**DATA SECTION:**
>>>

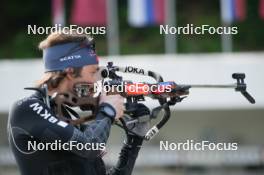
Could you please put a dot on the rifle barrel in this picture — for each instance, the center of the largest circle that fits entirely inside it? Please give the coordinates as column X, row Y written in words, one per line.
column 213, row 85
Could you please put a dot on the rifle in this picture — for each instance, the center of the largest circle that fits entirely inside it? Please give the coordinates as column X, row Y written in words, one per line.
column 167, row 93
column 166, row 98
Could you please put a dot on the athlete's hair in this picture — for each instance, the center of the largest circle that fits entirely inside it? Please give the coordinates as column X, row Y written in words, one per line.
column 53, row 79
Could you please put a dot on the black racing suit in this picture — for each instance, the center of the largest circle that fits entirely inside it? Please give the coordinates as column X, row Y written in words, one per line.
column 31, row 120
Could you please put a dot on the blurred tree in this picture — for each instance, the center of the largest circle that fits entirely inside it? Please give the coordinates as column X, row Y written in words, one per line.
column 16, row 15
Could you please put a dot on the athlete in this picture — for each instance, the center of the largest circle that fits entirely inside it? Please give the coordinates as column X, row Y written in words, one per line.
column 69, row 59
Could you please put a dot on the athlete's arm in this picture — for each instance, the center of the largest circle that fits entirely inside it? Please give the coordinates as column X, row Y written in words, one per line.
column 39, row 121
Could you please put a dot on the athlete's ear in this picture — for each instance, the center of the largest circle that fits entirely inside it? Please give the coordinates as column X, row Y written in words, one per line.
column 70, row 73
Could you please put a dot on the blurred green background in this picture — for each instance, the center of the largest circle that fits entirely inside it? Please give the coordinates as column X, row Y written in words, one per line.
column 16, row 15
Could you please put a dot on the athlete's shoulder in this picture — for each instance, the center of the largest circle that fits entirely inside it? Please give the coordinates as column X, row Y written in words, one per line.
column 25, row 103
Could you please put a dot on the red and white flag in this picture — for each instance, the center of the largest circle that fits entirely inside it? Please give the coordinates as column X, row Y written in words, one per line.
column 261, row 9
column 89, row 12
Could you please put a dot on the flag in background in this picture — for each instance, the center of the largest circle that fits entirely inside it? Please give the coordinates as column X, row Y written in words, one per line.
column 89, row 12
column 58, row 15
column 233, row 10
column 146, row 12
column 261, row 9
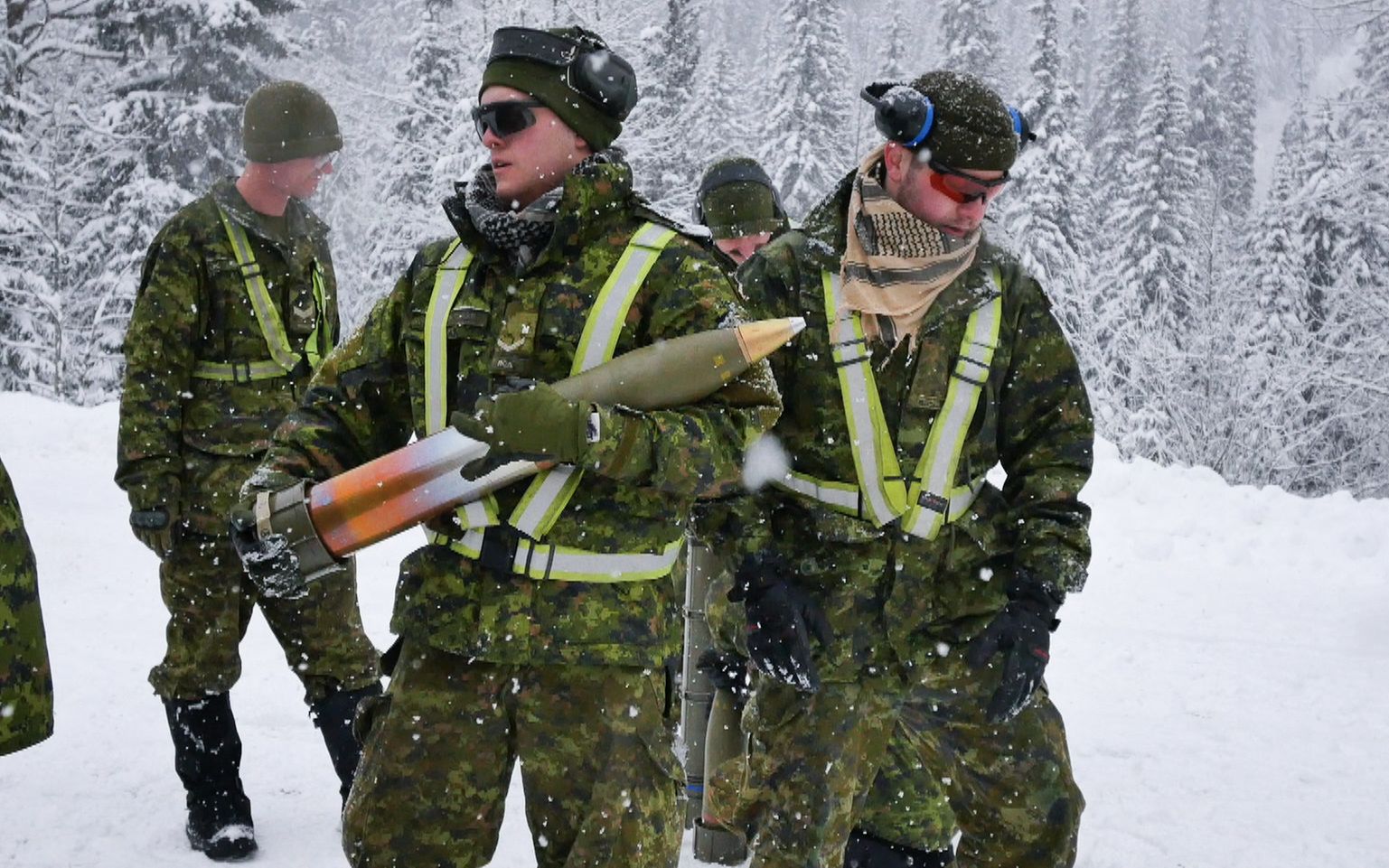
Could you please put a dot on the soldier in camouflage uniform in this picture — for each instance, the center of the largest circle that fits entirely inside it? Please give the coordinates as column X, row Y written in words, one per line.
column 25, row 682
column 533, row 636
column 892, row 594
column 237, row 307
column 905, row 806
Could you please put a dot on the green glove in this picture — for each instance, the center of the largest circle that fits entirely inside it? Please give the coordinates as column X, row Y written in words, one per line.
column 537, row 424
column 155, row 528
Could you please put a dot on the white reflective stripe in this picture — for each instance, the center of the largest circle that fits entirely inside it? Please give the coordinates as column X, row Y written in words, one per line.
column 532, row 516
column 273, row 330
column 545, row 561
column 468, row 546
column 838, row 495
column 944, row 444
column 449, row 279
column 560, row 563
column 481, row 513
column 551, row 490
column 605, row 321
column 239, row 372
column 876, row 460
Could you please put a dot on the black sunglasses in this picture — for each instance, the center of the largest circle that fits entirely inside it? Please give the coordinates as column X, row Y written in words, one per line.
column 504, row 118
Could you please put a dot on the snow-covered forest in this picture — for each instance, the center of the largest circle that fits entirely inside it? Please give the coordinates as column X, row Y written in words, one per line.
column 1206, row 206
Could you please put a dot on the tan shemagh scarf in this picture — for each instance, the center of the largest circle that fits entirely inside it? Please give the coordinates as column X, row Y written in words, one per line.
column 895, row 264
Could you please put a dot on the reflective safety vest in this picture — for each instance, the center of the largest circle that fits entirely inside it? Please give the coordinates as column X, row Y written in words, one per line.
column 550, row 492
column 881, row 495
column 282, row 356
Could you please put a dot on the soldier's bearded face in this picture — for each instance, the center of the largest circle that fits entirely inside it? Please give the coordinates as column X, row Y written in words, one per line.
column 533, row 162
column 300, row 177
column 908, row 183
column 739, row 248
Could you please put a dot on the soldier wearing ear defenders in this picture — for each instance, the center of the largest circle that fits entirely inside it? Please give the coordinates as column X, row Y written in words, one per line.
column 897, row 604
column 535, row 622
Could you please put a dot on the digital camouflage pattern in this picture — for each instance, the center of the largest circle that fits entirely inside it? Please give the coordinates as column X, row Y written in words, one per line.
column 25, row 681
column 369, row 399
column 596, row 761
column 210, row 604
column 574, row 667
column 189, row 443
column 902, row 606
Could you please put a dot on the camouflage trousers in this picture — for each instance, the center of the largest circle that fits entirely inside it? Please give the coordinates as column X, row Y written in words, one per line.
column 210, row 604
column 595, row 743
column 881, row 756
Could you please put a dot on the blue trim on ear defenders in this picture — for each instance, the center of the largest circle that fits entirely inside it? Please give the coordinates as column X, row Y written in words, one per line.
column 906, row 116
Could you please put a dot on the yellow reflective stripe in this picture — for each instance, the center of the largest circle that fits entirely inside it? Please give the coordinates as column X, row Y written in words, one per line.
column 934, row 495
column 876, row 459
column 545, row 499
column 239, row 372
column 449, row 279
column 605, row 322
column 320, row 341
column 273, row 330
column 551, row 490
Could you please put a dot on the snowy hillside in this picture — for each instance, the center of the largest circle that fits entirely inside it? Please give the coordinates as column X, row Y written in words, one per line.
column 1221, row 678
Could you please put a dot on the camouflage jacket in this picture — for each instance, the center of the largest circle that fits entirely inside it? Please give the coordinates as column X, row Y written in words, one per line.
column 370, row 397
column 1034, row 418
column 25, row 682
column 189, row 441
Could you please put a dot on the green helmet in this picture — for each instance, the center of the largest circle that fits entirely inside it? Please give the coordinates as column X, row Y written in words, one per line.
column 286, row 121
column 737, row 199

<<<

**THE REQUEST:**
Please express every line of the items above as a Markdown table with two columns, Number for the row number and Line for the text. Leave out the pictures and any blank lines.

**TASK ANSWER:**
| Number | Line |
|---|---|
| 1 | Could you please put a dot on the rifle barrel in this picture — for each instance, the center of the largest circle that fits entirely inside it? Please give the coordinates as column X, row Y written in words, one per line. |
| 2 | column 213, row 85 |
| 3 | Could you please put a dot on the rifle in this picture — for each instance, the center of the largest circle that fits entirely inside it? Please give the coordinates as column X, row Y written in words, one per line. |
| 4 | column 167, row 93 |
| 5 | column 166, row 98 |
| 6 | Could you please put a dot on the athlete's hair in this picture — for each instance, the center of the largest circle that fits entirely inside it? Please give the coordinates as column X, row Y written in words, one per line. |
| 7 | column 53, row 79 |
| 8 | Could you please put a dot on the black racing suit in this picture — for each instance, the center of the largest circle that fits entirely inside it? Please give the coordinates as column X, row Y written in words, one per line. |
| 9 | column 31, row 120 |
| 10 | Could you please put a dot on the blurred tree in this picture — for each instance, the center of the largest circle that fits entirely inside it? Please give the coordinates as column X, row Y written in words, one per line. |
| 11 | column 16, row 15 |
| 12 | Could you please put a dot on the athlete in this picture — for each instance, the center of the largest circle that fits entirely inside it? Please give the coordinates as column X, row Y written in words, one per line. |
| 13 | column 69, row 59 |
| 14 | Could you please put a dot on the athlete's arm in this picture — for each instance, the center of the largest circle that fits entirely inside it? Please give the coordinates as column X, row Y written in words, one per line. |
| 15 | column 39, row 121 |
| 16 | Could you please put a dot on the athlete's ear in this picture — for each instance, the center of the largest circle that fits entirely inside it? Please give the coordinates as column X, row Y written in words, one per line. |
| 17 | column 70, row 73 |
| 18 | Could you please put a dot on the blurred green background in this picture — for each instance, the center of the largest circle that fits entirely inside it? Please give the coordinates as column X, row Y written in words, one per line. |
| 19 | column 16, row 15 |
| 20 | Could you please put a dot on the athlete's shoulder in this picture — for each instance, the center of the largest circle that fits entirely inside it? Please give the coordinates as column X, row Y written in words, one per line. |
| 21 | column 25, row 103 |
| 22 | Could you please put a dot on the red and white flag in this picture — for each instance, the center of the largest circle that fits entirely inside it? Please give the coordinates as column X, row Y written in words, one per line. |
| 23 | column 261, row 9 |
| 24 | column 89, row 12 |
| 25 | Could you please put a dot on the flag in background in this picture — for each instance, the center of the largest circle that fits entirely inside it? Please give the coordinates as column X, row Y written in words, one per line. |
| 26 | column 89, row 12 |
| 27 | column 58, row 15 |
| 28 | column 233, row 10 |
| 29 | column 146, row 12 |
| 30 | column 261, row 9 |
| 31 | Could you please put a dot on the soldier in camouflage uniform in this picture — for each instance, the center of the largest circle that fits entirely inside it? Please give the coordinates as column X, row Y written in words, one per line. |
| 32 | column 25, row 682 |
| 33 | column 533, row 636 |
| 34 | column 892, row 594 |
| 35 | column 237, row 307 |
| 36 | column 905, row 806 |
| 37 | Could you please put a dot on the green glove in this picture — for each instance, the center of the largest circle that fits entirely inside it? Please give the coordinates as column X, row Y written in words, one per line. |
| 38 | column 537, row 424 |
| 39 | column 155, row 528 |
| 40 | Could you please put a dot on the white reflective stripe in this picture — for each instance, the center of the largest circle that fits entirely inside it? Please give the coordinates as column X, row Y written in words, one per line. |
| 41 | column 532, row 516 |
| 42 | column 273, row 330 |
| 43 | column 545, row 561 |
| 44 | column 468, row 546 |
| 45 | column 838, row 495 |
| 46 | column 944, row 444 |
| 47 | column 449, row 279 |
| 48 | column 560, row 563 |
| 49 | column 481, row 513 |
| 50 | column 551, row 490 |
| 51 | column 605, row 321 |
| 52 | column 239, row 372 |
| 53 | column 876, row 460 |
| 54 | Could you please put a dot on the black sunglasses in this picture — for each instance, the center of the largest circle that fits entirely inside it? Please give the coordinates as column X, row Y written in words, one per line. |
| 55 | column 504, row 118 |
| 56 | Could you please put a dot on the snow-covered forest in this picture — for each instance, the center of the largest circle that fits entirely inside it? Please give the coordinates as column X, row Y written in words, one per line. |
| 57 | column 1206, row 206 |
| 58 | Could you please put a dot on the tan shemagh scarf in this picture — for each instance, the center of the largest circle that fits entirely inside it? Please give the coordinates as column X, row Y written in words, one per line. |
| 59 | column 895, row 264 |
| 60 | Could you please put a dot on the reflective safety vest in this picture — for each instance, the center of the largest circle that fits entirely inside it? Please give the coordinates as column X, row Y written in words, one per line. |
| 61 | column 550, row 492 |
| 62 | column 881, row 495 |
| 63 | column 282, row 356 |
| 64 | Could you please put a dot on the soldier's bearded face in this picture — for each instance, the center of the largest circle that fits entirely inside it? Please give the coordinates as column X, row Y written in words, one per line. |
| 65 | column 533, row 162 |
| 66 | column 300, row 177 |
| 67 | column 908, row 183 |
| 68 | column 739, row 248 |
| 69 | Could you please put a dot on the soldier wearing ear defenders in this picture — for each instance, the center of the largest circle that fits entirely inside it? Please give the coordinates as column X, row Y written in words, one per line. |
| 70 | column 897, row 604 |
| 71 | column 535, row 622 |
| 72 | Could you please put a dot on the digital camouflage pattern in this picture — for each instance, the center of the largest circle that fits entirely inside it? Please give the coordinates as column X, row Y written in words, one per line. |
| 73 | column 25, row 681 |
| 74 | column 369, row 399 |
| 75 | column 596, row 761 |
| 76 | column 210, row 604 |
| 77 | column 574, row 667 |
| 78 | column 189, row 443 |
| 79 | column 902, row 606 |
| 80 | Could you please put a dot on the camouflage trousers in this picture — for each instance, the center of the largest circle that fits entirely inside it? Please give the coordinates as column X, row Y written in words, one per line. |
| 81 | column 210, row 604 |
| 82 | column 595, row 743 |
| 83 | column 881, row 756 |
| 84 | Could you please put a dot on the blue trim on ear defenders in this picture — for each instance, the center of the largest circle that fits entirely inside it? Please give the coordinates as column X, row Y written in words, one per line. |
| 85 | column 906, row 116 |
| 86 | Could you please put a dot on the yellow reflective stripe in this picture — for each instance, the center of the largest circle that fits entirely inside it? Please give the coordinates as column X, row Y written in words, one per line. |
| 87 | column 934, row 495 |
| 88 | column 876, row 459 |
| 89 | column 545, row 499 |
| 90 | column 239, row 372 |
| 91 | column 449, row 279 |
| 92 | column 605, row 322 |
| 93 | column 320, row 341 |
| 94 | column 273, row 330 |
| 95 | column 551, row 490 |
| 96 | Could you please put a dot on the snowy hillside in this picture — for each instance, the center of the largest circle that fits entirely inside it? Please give the coordinates as column X, row Y written in words, one per line. |
| 97 | column 1221, row 678 |
| 98 | Could you please put a dot on the camouflage jacket in this picture — for each instance, the center of the largest circle that fits entirely inside it? Please give the coordinates as column X, row Y written in words, one per line. |
| 99 | column 370, row 397 |
| 100 | column 1034, row 418 |
| 101 | column 25, row 682 |
| 102 | column 189, row 441 |
| 103 | Could you please put a dot on the green helmet in this picture — for each instance, the center of the largest circle that fits entirely inside it? Please give the coordinates as column X, row Y written in words, one per line. |
| 104 | column 286, row 121 |
| 105 | column 737, row 199 |